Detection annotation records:
· · · · · · ·

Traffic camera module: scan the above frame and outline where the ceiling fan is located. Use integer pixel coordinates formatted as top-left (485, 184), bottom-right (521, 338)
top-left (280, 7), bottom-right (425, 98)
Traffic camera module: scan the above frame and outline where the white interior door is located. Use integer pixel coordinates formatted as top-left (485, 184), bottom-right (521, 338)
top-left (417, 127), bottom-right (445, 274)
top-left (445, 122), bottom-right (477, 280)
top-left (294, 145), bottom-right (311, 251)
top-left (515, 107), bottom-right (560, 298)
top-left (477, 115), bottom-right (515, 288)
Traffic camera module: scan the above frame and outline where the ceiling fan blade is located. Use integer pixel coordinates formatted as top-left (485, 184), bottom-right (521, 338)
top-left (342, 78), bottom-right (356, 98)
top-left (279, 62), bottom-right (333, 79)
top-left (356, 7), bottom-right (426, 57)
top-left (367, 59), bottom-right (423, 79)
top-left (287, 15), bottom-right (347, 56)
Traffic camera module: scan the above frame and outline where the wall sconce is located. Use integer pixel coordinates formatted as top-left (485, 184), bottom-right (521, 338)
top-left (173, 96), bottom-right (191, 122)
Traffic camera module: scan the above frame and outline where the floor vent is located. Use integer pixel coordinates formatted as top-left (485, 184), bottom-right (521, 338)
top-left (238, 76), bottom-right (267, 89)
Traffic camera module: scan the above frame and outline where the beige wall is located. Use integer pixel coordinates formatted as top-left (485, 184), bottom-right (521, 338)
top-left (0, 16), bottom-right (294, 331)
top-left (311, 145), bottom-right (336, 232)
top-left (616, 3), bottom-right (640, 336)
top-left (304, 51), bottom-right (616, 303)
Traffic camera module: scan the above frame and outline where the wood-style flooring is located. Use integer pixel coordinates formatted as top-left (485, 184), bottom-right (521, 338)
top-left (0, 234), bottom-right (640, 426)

· · · · · · ·

■ GIVEN REQUEST
Please copy the entire listing above word for word, keeping every line in its original order.

■ RESPONSE TO THE TASK
Traffic camera module: scan the above frame and outline where the ceiling fan is located. Use integer pixel coordinates formatted as top-left (485, 184), bottom-right (521, 338)
top-left (280, 7), bottom-right (425, 98)
Traffic camera module: scan the above frame and outline where the white interior door is located. Use integer pixel coordinates formatted as top-left (485, 184), bottom-right (521, 338)
top-left (417, 127), bottom-right (445, 274)
top-left (445, 122), bottom-right (477, 280)
top-left (294, 145), bottom-right (311, 251)
top-left (515, 107), bottom-right (560, 298)
top-left (477, 115), bottom-right (515, 288)
Traffic camera module: scan the above frame and outline where the ceiling fan blade is located. Use integer pixel coordinates formatted as top-left (485, 184), bottom-right (521, 338)
top-left (342, 78), bottom-right (356, 98)
top-left (279, 62), bottom-right (333, 79)
top-left (356, 7), bottom-right (426, 57)
top-left (367, 59), bottom-right (423, 79)
top-left (287, 15), bottom-right (347, 56)
Traffic camera module: scan the above frame and outline where the wall sconce is located. Use integer pixel coordinates formatted as top-left (485, 184), bottom-right (521, 338)
top-left (173, 96), bottom-right (191, 122)
Traffic camera module: scan the above frame and outline where the floor vent is located. Use integer pixel coordinates formatted as top-left (485, 184), bottom-right (521, 338)
top-left (238, 76), bottom-right (267, 89)
Traffic camera module: scan the above frame and outline where the beige wall is located. Use integer pixel coordinates formatted as top-left (485, 184), bottom-right (521, 338)
top-left (0, 16), bottom-right (294, 331)
top-left (311, 145), bottom-right (336, 232)
top-left (616, 3), bottom-right (640, 336)
top-left (304, 51), bottom-right (616, 303)
Traffic camera module: scan the above frame and outline where the wood-style flooring is located. Use integer pixel coordinates formatted as top-left (485, 184), bottom-right (521, 338)
top-left (0, 234), bottom-right (640, 426)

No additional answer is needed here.